BRANO >>
Negli ultimi vent’anni sono stati sviluppati diversi prototipi di nasi robot, macchine in grado di percepire l’odore di un prodotto e di stabilirne la qualità. Vengono usati per trovare esplosivi, droghe e fuoriuscite di gas, ma anche per riconoscere la presenza di particolari caratteristiche nel vino e nell’olio. Queste macchine imitano il comportamento del nostro naso e agiscono tutte sul riconoscimento degli odori.
Quando i recettori presenti sulla parete superiore delle nostre cavità nasali interagiscono con degli odoranti, noi percepiamo degli odori. Gli odoranti sono composti chimici con due caratteristiche fondamentali: sono idrofobici e sono sufficientemente volatili da essere trasportati dall’aria fino al nostro naso. Per essere abbastanza volatile, una molecola deve avere una massa molecolare inferiore a 300 Da. In queste molecole si distinguono particolari atomi o gruppi di atomi chiamati odorofori, che danno un odore alla molecola.

DATI FORNITI >>
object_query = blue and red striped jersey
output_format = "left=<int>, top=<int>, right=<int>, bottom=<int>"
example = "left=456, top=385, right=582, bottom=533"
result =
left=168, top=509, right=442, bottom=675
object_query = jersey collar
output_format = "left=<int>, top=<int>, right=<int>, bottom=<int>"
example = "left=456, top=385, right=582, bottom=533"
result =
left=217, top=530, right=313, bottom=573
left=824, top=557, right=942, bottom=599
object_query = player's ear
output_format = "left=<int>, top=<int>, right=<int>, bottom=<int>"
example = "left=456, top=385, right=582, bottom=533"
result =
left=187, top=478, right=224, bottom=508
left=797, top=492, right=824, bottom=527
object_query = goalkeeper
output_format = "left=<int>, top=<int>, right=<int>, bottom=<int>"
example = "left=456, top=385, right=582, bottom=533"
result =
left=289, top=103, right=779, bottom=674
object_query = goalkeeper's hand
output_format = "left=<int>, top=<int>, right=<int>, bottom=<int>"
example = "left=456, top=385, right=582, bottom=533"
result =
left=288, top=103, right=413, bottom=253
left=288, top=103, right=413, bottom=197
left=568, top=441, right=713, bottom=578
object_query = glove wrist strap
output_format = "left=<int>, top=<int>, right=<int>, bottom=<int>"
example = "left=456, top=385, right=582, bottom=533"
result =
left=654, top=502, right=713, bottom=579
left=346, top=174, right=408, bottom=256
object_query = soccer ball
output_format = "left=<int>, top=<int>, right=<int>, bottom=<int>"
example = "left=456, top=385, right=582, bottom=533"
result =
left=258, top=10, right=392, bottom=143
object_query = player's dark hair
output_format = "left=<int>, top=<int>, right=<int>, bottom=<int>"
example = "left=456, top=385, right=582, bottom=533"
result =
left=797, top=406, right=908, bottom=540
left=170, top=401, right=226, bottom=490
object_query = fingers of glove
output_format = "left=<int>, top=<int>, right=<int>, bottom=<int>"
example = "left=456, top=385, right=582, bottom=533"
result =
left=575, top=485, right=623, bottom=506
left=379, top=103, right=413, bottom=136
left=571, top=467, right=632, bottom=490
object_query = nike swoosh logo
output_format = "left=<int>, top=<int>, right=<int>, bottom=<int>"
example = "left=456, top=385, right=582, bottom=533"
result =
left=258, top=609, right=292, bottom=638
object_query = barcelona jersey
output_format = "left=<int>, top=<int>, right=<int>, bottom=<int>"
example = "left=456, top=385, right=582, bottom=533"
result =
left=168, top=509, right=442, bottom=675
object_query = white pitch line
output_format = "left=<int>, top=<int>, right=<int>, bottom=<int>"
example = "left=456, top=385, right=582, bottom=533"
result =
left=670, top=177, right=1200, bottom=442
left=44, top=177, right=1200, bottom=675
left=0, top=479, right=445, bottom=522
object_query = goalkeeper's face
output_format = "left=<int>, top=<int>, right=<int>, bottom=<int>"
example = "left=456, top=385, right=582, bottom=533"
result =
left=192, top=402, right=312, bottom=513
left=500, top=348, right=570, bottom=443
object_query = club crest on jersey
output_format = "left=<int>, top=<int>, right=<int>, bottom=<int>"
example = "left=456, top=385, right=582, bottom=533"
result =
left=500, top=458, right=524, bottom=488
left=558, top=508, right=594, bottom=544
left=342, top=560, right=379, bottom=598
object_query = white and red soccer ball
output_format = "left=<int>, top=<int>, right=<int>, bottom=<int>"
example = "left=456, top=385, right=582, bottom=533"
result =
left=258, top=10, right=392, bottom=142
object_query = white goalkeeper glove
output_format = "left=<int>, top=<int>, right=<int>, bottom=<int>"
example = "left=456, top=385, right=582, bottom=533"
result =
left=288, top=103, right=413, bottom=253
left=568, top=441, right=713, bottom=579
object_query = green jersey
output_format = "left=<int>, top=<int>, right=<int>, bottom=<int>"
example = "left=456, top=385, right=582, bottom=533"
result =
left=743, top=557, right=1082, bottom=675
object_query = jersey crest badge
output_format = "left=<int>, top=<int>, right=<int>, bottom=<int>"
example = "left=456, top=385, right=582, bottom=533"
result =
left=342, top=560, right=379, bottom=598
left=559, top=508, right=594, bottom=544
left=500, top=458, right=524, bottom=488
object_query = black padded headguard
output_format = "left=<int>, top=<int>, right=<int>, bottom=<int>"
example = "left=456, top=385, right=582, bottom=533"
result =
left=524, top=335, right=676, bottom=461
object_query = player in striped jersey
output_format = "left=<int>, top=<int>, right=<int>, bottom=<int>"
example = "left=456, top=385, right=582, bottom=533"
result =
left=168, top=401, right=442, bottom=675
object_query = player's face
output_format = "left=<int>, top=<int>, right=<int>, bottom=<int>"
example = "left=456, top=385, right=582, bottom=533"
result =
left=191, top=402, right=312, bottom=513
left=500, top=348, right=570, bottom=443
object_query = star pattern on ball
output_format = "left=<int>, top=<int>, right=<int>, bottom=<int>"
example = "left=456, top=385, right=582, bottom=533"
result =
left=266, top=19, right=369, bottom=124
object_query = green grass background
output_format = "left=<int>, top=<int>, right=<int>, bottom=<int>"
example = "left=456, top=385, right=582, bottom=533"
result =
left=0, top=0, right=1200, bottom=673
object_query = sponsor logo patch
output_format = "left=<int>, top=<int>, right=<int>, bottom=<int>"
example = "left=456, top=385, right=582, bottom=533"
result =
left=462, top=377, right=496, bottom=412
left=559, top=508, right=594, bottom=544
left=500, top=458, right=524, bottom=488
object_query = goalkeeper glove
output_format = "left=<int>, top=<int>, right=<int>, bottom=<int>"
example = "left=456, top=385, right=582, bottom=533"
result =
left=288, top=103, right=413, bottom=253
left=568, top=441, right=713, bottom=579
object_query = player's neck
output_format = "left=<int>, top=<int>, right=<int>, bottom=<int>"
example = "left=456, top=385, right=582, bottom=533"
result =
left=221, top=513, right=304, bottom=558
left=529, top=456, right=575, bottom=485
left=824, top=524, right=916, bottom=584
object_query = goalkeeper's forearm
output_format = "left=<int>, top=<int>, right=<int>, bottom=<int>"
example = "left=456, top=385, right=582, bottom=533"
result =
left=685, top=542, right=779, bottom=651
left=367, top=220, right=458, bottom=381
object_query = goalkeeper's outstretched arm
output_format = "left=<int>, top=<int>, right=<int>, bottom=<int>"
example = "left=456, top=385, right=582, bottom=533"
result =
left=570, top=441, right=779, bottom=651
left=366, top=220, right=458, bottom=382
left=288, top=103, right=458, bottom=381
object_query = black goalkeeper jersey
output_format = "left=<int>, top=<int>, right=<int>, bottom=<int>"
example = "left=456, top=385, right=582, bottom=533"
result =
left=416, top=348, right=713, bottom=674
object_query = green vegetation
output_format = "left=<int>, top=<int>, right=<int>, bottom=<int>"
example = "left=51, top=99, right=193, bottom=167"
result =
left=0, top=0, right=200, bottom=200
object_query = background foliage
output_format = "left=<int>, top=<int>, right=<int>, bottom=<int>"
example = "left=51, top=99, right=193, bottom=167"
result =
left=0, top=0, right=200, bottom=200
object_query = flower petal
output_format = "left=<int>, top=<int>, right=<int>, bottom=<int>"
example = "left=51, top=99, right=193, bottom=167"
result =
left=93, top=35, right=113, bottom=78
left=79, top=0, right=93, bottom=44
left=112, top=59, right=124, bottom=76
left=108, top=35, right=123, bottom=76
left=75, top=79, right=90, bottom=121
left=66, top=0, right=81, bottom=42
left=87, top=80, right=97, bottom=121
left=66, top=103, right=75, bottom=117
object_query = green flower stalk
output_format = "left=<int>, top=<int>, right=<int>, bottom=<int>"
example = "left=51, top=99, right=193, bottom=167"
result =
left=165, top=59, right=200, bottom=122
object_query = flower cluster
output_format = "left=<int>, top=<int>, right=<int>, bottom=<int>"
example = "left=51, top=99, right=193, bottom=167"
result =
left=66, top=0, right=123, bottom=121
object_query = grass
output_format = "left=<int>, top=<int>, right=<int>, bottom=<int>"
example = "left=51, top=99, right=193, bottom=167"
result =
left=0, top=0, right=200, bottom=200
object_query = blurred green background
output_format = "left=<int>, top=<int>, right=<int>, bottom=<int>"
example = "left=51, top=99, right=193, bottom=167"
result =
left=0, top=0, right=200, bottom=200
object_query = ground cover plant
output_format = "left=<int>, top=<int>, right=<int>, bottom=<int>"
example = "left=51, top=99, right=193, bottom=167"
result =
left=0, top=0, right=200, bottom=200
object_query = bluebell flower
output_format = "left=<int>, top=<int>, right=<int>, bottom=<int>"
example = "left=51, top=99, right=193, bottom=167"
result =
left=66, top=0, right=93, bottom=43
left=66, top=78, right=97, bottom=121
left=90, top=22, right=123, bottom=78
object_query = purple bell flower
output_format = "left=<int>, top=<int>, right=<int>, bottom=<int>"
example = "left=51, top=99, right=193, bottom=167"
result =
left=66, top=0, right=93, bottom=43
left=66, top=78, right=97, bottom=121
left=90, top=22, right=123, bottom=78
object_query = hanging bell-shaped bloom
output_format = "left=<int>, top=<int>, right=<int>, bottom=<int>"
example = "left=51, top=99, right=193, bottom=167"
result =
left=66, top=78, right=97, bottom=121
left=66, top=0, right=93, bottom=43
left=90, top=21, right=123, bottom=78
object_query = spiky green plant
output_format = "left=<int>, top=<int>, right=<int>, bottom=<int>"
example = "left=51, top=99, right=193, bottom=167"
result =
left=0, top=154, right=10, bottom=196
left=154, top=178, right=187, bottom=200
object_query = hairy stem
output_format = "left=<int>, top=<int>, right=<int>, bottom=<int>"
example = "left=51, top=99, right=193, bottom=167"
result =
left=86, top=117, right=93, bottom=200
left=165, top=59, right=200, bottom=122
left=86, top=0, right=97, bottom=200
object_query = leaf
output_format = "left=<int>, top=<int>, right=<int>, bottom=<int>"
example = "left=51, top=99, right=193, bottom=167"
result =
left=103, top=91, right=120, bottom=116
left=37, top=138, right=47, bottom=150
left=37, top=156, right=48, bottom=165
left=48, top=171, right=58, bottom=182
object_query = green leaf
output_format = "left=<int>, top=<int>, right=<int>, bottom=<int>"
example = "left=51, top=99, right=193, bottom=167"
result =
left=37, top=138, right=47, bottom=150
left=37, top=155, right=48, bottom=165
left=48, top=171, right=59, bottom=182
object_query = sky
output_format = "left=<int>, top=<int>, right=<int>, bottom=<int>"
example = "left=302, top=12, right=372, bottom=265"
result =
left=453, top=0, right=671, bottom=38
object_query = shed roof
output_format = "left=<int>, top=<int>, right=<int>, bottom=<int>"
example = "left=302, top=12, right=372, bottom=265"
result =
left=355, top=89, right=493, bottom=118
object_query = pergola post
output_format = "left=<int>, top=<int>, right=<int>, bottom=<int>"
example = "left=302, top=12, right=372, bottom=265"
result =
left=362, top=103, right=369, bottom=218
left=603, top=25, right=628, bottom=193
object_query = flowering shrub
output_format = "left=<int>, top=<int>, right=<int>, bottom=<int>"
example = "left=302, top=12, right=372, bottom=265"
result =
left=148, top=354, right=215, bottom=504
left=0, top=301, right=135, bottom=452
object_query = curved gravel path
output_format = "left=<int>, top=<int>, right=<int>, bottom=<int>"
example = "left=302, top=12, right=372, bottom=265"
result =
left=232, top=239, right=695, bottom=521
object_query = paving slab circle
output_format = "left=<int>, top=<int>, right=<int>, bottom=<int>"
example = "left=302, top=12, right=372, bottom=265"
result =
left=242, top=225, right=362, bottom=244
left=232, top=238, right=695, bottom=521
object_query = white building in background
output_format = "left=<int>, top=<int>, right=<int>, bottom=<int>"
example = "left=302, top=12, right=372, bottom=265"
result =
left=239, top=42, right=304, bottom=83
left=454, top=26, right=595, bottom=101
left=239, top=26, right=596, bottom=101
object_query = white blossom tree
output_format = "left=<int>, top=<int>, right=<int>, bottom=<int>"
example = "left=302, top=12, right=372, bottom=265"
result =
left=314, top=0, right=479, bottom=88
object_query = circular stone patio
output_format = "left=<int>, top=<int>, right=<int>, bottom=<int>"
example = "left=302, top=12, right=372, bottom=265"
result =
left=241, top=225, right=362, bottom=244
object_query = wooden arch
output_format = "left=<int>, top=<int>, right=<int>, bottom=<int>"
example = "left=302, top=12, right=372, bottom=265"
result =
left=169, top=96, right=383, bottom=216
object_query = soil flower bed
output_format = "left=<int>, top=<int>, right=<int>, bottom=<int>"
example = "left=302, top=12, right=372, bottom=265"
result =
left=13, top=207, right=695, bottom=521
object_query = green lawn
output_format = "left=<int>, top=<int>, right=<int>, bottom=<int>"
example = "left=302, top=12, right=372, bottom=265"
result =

CONSEGNA >> Nel brano sui nasi robot, come si chiamano gli atomi o i gruppi di atomi che danno un odore alla molecola? Usa soltanto il brano.

RISPOSTA SCRITTA >> Si chiamano odorofori.